■ Passage to read:
“Please look at ME when I am feeding” Hospital accused of ‘shaming’ new parents

Posted in Newborn.

A new mum has shared an update on Twitter direct from the Special Care Baby Unit (SCBU) where her baby is being cared for and it’s sparked some understandable anger among other parents.

“Makes me sad”

“I’m on SCBU with my 5 day old,” Dr Ash Cottrell wrote. “This poster makes me sad.”

She included a photo of the poster in question. It reads:

Mummy and Daddy …

Please look at ME when I am feeding.
I am much more interesting than your phone.
Thank you.


To some people this may seem reasonable enough. They may assume that parenting involves staring at your child at all times, prioritising that baby over everything else, the parent giving themselves over to parenting entirely.

But guess what? Parenting is such a big job that parents often need to do other things WHILE THEY PARENT. Who knew?!

Support beats shaming

In this case, we’re talking about under-stress parents with unwell babies. These quite rightly stressed-out parents are stuck in the hospital with their precious little people, isolated from family and friends, and all while trying to get used to looking after their new bub.

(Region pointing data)

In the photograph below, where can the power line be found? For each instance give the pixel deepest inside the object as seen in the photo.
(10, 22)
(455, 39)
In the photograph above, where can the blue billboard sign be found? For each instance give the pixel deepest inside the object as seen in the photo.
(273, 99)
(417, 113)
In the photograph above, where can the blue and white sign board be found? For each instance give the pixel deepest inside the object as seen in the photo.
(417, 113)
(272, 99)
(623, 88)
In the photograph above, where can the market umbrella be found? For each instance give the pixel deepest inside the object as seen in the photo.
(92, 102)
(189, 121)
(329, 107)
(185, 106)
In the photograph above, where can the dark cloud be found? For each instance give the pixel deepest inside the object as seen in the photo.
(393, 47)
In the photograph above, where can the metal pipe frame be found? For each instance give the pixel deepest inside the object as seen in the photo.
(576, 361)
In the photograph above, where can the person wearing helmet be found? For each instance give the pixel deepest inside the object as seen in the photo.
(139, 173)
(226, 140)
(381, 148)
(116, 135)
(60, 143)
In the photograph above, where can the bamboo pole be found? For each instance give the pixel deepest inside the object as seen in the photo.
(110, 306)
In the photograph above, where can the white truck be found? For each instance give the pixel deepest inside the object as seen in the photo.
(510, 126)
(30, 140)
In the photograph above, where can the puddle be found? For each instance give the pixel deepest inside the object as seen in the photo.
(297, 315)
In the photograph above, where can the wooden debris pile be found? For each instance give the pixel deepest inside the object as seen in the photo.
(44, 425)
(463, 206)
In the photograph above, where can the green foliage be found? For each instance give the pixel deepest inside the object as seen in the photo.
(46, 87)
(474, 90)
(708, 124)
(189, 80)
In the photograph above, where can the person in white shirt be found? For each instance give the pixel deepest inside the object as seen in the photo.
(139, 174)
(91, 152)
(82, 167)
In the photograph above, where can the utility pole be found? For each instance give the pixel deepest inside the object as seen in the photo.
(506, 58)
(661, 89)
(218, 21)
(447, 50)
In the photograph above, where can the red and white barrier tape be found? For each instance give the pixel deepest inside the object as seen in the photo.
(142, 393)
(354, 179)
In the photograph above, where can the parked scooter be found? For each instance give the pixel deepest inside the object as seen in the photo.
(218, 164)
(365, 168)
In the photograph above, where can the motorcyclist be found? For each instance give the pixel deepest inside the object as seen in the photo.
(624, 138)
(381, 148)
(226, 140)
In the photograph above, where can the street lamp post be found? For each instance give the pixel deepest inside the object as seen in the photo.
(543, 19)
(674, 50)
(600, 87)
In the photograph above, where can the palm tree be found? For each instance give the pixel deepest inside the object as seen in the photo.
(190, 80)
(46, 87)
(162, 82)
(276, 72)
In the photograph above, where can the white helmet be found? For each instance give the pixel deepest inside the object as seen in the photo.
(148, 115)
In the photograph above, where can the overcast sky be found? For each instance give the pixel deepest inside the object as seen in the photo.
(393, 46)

■ What is required:
According to the article about the hospital poster, how old was Dr Ash Cottrell's baby when she posted her update?

■ Result of the exercise:
Five days old.